DIRECTION 1:
Count how many lines in the rows contain the string "calm", and reply with only that number.

TEXT PASSAGE:
------------------------------------------------------------
The openSUSE Release process

August 29th, 2013 by

Michal “|Miska|” Hrusecky writes this week about the openSUSE release process. He gave a talk about this subject at the openSUSE conference this year and the content of this talk is reproduced below (the marketing section, just like with the presentation, is by Jos Poortvliet).

Release Process

To get openSUSE out is a lot of work. We already shared part of what we are doing to keep Factory rolling. But as you can guess, there is much more to it. But let’s pretend it is a simple three-step process:

Step one: developing Factory

When release openSUSE, we immediately start working on the next version: a never ending story. First thing that happens during a new release cycle is coolo announcing the road map. This is the schedule of the release and important checkpoints that we have to reach on our way. After the release Factory (our development version) is not frozen anymore and people can start submitting new stuff. Usually they go crazy and submit a lot of bleeding edge and experimental packages and quite some parts of Factory will get broken.
------------------------------------------------------------
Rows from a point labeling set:
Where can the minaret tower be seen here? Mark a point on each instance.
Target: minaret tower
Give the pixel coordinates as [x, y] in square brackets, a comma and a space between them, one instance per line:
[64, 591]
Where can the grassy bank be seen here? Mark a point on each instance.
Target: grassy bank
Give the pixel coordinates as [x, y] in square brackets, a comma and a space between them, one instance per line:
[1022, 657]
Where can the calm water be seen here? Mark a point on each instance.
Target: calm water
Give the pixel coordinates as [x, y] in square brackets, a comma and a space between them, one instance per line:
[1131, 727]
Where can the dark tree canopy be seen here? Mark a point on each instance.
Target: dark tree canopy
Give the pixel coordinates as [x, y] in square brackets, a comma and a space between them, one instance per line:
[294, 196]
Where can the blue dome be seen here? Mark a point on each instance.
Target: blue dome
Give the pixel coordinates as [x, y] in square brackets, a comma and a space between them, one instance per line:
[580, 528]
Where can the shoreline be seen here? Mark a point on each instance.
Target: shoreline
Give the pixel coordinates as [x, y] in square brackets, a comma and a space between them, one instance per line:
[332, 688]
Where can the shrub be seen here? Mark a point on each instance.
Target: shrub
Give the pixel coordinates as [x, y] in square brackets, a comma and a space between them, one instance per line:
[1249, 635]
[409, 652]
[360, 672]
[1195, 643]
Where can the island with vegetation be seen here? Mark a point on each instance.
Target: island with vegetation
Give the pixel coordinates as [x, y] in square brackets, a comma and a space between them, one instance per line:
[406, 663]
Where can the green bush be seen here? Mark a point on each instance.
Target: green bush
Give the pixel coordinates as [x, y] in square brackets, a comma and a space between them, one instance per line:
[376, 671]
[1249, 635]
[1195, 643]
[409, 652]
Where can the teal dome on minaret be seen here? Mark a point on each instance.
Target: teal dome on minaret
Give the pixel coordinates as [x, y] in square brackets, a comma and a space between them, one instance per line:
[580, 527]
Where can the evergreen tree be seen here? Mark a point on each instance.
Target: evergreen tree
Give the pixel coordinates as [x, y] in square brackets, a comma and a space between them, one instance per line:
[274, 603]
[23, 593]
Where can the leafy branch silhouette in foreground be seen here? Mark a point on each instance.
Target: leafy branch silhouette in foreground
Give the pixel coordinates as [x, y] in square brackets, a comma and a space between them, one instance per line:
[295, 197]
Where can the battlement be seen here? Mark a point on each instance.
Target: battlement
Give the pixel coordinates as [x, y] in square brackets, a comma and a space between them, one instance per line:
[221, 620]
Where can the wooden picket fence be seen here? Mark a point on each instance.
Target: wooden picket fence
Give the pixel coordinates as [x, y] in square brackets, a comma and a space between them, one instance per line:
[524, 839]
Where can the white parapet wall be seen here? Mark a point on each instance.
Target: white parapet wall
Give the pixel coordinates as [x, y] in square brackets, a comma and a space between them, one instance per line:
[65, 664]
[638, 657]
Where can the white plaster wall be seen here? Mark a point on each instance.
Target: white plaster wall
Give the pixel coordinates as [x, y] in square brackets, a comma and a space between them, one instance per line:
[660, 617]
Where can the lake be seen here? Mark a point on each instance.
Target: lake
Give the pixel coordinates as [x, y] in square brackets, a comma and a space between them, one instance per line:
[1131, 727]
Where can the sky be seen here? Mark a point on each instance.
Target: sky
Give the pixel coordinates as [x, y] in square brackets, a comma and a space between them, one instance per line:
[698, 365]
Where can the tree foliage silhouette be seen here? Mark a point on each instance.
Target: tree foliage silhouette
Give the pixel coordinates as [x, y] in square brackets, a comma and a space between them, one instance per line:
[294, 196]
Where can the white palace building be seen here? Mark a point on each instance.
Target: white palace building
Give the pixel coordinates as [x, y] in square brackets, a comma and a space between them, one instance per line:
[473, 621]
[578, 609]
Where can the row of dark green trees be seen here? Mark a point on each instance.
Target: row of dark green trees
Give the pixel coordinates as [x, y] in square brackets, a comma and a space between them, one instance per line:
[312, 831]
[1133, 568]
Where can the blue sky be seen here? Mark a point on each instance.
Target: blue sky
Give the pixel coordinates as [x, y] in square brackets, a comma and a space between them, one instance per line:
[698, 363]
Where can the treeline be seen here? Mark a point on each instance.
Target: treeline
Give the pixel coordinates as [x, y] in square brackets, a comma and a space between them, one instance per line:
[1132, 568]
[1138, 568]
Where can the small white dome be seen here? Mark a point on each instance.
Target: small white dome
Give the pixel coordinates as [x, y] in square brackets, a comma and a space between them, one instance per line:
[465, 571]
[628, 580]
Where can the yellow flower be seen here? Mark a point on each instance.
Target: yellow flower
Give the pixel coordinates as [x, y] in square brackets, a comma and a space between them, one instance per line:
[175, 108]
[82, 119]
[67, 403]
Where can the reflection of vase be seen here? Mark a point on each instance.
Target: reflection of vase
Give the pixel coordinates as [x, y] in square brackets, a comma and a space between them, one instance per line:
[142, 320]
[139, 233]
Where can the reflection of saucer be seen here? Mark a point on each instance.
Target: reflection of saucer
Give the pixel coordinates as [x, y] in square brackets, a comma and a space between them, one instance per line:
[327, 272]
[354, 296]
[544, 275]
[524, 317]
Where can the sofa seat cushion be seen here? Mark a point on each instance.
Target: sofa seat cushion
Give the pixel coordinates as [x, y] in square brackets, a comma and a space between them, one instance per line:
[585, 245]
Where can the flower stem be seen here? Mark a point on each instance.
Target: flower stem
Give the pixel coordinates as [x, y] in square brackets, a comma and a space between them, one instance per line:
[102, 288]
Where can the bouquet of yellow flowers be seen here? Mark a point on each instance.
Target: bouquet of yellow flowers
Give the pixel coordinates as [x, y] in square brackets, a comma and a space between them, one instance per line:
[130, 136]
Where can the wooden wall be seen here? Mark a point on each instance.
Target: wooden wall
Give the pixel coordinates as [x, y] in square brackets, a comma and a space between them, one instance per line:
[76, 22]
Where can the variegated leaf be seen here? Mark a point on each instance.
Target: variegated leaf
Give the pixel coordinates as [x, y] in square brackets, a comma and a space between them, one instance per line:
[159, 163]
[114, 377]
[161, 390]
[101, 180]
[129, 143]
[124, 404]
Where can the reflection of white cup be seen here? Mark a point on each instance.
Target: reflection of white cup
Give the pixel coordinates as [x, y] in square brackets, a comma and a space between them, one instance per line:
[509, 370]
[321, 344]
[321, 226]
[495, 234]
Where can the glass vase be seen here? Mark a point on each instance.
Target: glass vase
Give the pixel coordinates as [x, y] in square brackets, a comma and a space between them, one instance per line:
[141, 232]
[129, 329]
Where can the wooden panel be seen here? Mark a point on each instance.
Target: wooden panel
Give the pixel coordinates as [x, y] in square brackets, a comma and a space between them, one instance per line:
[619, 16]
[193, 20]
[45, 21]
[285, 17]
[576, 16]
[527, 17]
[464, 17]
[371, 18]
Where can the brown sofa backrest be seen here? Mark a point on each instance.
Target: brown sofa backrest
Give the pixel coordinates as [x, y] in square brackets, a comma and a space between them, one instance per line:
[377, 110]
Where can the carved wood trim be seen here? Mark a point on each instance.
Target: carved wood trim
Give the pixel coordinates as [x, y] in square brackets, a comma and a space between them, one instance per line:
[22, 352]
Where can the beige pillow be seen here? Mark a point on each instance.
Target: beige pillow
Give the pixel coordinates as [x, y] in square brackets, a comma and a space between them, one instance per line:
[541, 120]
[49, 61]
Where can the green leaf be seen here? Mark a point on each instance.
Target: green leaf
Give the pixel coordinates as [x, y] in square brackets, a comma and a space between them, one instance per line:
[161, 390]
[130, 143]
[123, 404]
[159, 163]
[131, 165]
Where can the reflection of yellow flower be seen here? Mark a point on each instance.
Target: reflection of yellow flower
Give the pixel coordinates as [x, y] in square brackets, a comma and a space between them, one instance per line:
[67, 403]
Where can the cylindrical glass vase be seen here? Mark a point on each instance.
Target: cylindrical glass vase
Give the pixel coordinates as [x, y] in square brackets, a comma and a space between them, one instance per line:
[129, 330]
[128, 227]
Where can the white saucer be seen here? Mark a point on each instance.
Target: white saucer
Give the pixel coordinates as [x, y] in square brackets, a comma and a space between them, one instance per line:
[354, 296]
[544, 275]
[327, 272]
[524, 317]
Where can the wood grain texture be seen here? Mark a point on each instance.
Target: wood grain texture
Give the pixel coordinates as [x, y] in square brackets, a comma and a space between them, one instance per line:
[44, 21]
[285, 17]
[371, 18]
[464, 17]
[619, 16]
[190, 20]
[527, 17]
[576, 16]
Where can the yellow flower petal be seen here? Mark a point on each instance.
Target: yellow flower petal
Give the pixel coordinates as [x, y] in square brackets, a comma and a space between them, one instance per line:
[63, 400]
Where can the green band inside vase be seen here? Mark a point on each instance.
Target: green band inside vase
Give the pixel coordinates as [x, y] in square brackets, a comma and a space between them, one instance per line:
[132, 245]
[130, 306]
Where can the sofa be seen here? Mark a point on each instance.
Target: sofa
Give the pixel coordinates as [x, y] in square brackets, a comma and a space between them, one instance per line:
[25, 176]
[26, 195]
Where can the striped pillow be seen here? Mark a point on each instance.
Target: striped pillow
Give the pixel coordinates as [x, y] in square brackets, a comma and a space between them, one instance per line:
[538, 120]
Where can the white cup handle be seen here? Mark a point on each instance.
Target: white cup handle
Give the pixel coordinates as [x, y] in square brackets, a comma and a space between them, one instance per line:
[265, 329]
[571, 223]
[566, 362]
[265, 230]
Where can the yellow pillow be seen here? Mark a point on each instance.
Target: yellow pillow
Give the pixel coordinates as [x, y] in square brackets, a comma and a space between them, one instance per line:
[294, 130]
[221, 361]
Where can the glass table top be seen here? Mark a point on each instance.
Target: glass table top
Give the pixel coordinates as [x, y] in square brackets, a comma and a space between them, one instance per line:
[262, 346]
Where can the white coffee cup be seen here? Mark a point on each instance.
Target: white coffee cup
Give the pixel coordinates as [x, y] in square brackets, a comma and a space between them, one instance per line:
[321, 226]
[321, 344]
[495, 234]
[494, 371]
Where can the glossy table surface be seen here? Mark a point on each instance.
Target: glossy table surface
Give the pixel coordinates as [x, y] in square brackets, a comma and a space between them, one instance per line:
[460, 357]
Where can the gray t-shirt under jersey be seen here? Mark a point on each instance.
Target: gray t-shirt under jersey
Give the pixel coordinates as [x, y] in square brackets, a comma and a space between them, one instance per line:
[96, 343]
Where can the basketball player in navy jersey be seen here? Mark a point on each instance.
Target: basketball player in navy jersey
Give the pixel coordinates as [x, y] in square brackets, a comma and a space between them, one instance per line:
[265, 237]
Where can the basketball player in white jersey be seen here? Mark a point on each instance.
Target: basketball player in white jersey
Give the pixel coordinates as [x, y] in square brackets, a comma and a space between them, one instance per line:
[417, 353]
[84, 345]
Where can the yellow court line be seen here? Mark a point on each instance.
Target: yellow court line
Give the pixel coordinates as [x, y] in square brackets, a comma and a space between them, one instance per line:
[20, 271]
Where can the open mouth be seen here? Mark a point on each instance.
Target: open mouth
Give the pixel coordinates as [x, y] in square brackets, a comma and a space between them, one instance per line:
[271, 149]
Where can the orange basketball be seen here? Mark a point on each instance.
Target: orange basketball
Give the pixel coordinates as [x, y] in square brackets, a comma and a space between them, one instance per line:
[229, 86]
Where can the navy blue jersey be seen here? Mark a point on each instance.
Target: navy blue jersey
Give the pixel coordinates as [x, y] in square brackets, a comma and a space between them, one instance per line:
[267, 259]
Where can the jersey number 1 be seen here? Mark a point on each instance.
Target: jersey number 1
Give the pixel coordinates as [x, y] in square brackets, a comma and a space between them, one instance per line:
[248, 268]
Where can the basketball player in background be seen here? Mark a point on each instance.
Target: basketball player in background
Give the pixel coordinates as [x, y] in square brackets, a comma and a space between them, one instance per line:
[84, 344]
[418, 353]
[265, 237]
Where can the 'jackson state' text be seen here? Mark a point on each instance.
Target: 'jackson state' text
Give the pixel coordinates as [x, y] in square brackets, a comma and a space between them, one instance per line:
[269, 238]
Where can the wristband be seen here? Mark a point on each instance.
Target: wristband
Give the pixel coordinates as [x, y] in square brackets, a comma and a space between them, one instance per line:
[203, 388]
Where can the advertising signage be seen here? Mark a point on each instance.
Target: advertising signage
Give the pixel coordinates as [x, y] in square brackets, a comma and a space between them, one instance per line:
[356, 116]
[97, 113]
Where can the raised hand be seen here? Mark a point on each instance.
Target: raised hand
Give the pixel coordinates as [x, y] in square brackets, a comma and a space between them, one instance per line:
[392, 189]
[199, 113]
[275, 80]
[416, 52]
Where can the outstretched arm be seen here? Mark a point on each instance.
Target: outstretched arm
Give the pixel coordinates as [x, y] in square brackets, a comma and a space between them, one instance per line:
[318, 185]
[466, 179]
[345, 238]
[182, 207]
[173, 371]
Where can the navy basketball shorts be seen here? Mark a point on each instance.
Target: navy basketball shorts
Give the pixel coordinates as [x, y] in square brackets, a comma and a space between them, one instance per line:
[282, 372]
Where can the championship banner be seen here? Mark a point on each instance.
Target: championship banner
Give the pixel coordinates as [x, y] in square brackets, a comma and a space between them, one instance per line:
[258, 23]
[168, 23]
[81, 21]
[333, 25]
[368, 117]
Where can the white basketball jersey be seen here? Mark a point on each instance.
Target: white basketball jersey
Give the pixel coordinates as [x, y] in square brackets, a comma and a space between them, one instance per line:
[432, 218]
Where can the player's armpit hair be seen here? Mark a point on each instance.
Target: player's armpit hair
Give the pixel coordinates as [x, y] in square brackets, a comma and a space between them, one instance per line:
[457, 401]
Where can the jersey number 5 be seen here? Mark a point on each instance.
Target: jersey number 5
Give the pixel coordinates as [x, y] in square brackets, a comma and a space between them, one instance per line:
------------------------------------------------------------
DIRECTION 2:
For each statement, say yes or no to whether it agrees with the openSUSE release process text above, and quote the words that decide it: (a) The talk was given at the openSUSE conference. (b) Factory stays frozen after a release. (c) At the start of a new release cycle, coolo announces the road map.

FINAL RESULT 1:
2

FINAL RESULT 2:
(a) Yes: "He gave a talk about this subject at the openSUSE conference this year"
(b) No: "After the release Factory (our development version) is not frozen anymore"
(c) Yes: "First thing that happens during a new release cycle is coolo announcing the road map."